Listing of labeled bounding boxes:
•••••
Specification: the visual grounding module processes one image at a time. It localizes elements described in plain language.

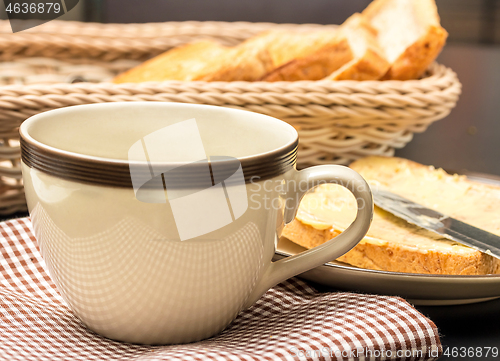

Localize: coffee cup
[20,102,373,344]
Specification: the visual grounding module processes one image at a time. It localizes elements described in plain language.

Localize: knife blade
[371,187,500,258]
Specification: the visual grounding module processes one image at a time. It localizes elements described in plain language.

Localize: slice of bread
[283,157,500,275]
[325,14,390,80]
[362,0,448,80]
[113,40,272,83]
[246,29,354,81]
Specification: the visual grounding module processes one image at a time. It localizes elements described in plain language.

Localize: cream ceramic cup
[20,102,373,344]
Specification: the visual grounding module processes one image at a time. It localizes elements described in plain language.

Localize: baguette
[362,0,448,80]
[113,40,272,83]
[246,29,354,81]
[326,14,390,80]
[283,157,500,275]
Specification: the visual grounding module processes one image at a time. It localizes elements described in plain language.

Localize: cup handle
[244,165,373,309]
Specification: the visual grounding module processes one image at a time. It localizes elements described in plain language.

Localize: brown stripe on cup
[21,134,298,188]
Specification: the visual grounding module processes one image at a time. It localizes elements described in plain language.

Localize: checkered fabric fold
[0,218,442,361]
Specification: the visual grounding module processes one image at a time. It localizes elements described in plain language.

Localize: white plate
[275,174,500,305]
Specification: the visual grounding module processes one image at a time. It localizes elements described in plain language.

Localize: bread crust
[262,38,354,82]
[325,13,390,80]
[382,26,448,80]
[282,219,499,275]
[113,40,272,83]
[283,156,500,275]
[362,0,448,80]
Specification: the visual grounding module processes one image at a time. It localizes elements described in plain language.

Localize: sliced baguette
[245,29,354,81]
[283,157,500,275]
[362,0,448,80]
[326,14,390,80]
[113,40,272,83]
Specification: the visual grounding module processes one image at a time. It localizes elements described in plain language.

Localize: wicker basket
[0,21,461,214]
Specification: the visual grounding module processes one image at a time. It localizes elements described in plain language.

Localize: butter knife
[371,187,500,258]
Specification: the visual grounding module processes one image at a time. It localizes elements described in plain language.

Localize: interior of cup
[21,102,297,162]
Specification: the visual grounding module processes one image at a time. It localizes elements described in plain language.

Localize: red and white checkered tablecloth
[0,218,442,361]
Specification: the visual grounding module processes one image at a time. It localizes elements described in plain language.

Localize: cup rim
[19,101,298,187]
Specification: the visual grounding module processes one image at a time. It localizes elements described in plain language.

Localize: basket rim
[0,63,461,98]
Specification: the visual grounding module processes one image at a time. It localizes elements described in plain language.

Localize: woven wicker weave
[0,21,461,214]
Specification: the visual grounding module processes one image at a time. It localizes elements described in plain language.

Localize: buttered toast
[283,157,500,275]
[113,0,447,83]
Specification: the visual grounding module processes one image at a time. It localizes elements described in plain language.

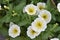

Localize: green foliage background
[0,0,60,40]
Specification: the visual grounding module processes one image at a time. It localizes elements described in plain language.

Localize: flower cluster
[23,2,51,39]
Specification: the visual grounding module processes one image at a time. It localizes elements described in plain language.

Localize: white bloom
[38,10,51,23]
[57,3,60,12]
[24,4,37,15]
[37,2,46,10]
[8,22,21,38]
[32,17,47,32]
[50,38,59,40]
[27,26,40,39]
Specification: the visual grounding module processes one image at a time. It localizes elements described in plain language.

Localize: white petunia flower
[38,10,51,23]
[57,3,60,12]
[37,2,46,10]
[50,38,59,40]
[23,4,37,15]
[8,22,21,38]
[27,26,40,39]
[32,17,47,32]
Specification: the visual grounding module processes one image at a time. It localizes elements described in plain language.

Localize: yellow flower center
[13,28,18,34]
[28,7,35,13]
[30,29,36,35]
[39,5,44,10]
[36,21,43,29]
[42,14,48,20]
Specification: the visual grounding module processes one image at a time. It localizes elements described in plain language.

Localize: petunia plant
[0,0,60,40]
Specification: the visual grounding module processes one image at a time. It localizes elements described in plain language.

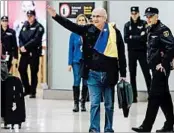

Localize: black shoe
•••••
• [Task brief]:
Shift every bounding box coordinate by adding 133, and reproduce the listing with its requests included, covering everything from the start of the listing down through the line containing "[21,134,298,188]". Omit the pictures from the output.

• [Written reply]:
Specification: the visual grounding module processes one image at a time. It localizes elements described in plain language.


Localize: coffee cup
[153,235,506,477]
Specification: the visual grounding module processes one image at a time. It localizes elements described in plain language.

Localize: knife blade
[504,320,633,391]
Specification: the visual grounding module processes one image at a time. It localizes elements described in plain language.

Localize: slice of bread
[416,290,633,408]
[458,147,523,213]
[495,133,581,213]
[246,173,405,216]
[379,162,487,214]
Specification: the visual grounding module processes one image at a time. It localizes elements described in plain language.

Localize: cream ceramic cup
[153,235,506,477]
Specification: the visual grounding module processes one image at a time. It localizes elements described in plain language.

Localize: baguette
[495,133,581,213]
[246,173,405,216]
[379,162,487,214]
[459,147,523,213]
[416,290,633,408]
Specification: the visual grounding module processes one image at a time. It localizes elements described in plain language.

Localize: cup handle
[377,298,506,442]
Specification: the visual grounding module processes one image at a time. It localizes elements described in plain language.

Localize: brown stripe on cup
[154,267,431,321]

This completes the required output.